Tasks to perform.
A) Using the article on equity release in 2021, explain in one to three sentences why the market's value grew by 28% when the number of plans rose by only about 4%.
B) According to the article on equity release in 2021, about how many equity release customers remortgaged for lower rates that year?
C) Extend the article on equity release in 2021 past its final sentence.

Source extract.

Older homeowners released £12m equity a day in 2021
The figures come from Key’s 2021 Equity Release Market Monitor which also shows that customers withdrew an average of £104,792 from their homes. The cash was primarily for helping family and repaying debts.
According to Key, about one in five (19%) equity release plans taken out in 2021 was used to support family while two in five (38%) were used to repay residential mortgages or remortgage existing equity release borrowing.
Key said this major new trend developed as existing customers realised how they could benefit from the lower rates and increased flexibility offered by modern equity release products driving a 174% year-on-year surge in re-broking.
While the number of equity release plans taken out increased by nearly 4% in 2021 to 41,991 (40,470 in 2020), it was still lower than the record reached in 2018 (47,081). The 28% growth in the value of the market was driven by customers releasing larger amounts.
Over-55s released an average £104,792 worth of housing equity via equity release during 2021 – an increase of 23% on the previous year and 37% higher than 2019 before the pandemic started.
Remortgaging became much more important in 2021 with about 5,295 equity release customers moving for lower rates compared with 1,930 remortgage cases in 2020. The average customer moved a balance of £135,529 from an interest rate of 5.1% to 3.6%, and the volume of cases accounted for 22% of all equity released used for debt repayment.
Existing customers took out an additional £494.48m last year in drawdown and further advances, and customers used drawdown plans to reserve a further £1.32bn during 2021. Drawdown plans accounted for 74% of sales last year compared with 70% in the previous year, while lump sum mortgages accounted for 26%.
Key found the number of customers using property wealth to pay off mortgages nearly doubled from 20% in 2020 to 38% last year, while the numbers using it to pay off unsecured debt remained steady at around 27%.

Data.
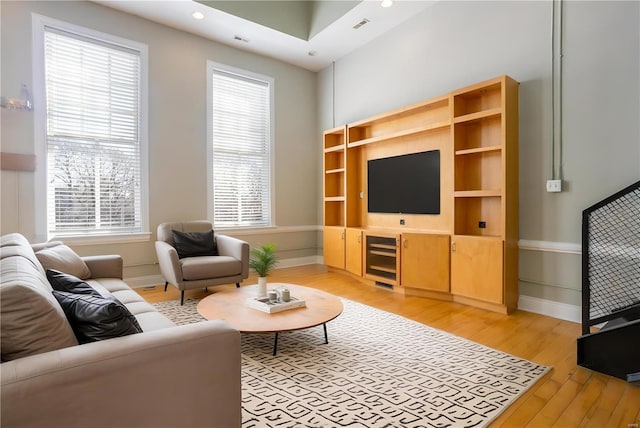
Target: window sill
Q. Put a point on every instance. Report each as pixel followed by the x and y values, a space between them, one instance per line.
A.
pixel 125 238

Responses to the tasks.
A) The growth in value came from customers releasing larger amounts. Over-55s released an average of £104,792 each in 2021, an increase of 23% on the previous year.

B) About 5,295 customers.

C)
Will Hale, CEO at Key, said: “To record this type of growth against the backdrop of a pandemic suggests that the equity release market is starting to live up to the potential that we have been highlighting for so long and is becoming a true later life lending market.
“We’ve seen a subtle shift away from discretionary spending with more customers focusing on using their housing equity to improve their financial resilience by repaying or remortgaging borrowing while others have concentrated on supporting family. The growing desire to move existing equity release borrowing to a better rate has been a feature of 2021 and we see this becoming an increasingly normal part of the market.
“Looking ahead, with customers having focussed on meeting pressing needs over the last 24 months, we anticipate that there will be pent up demand for discretionary spending amongst some over-55s who have found that their retirement is currently very different from what they anticipated. However, this is likely to be tempered by inflationary pressures and increasing numbers of customers seeking to boost their or their families spending power to meet rising household bills.
“The later life lending market is able to support these wide-ranging needs and this will be good for consumers, the market and the wider economy as we move through 2022. As an industry, we must rise to the challenge of supporting our clients by continuing the evolution that has seen significant growth in innovative products and options for customers.”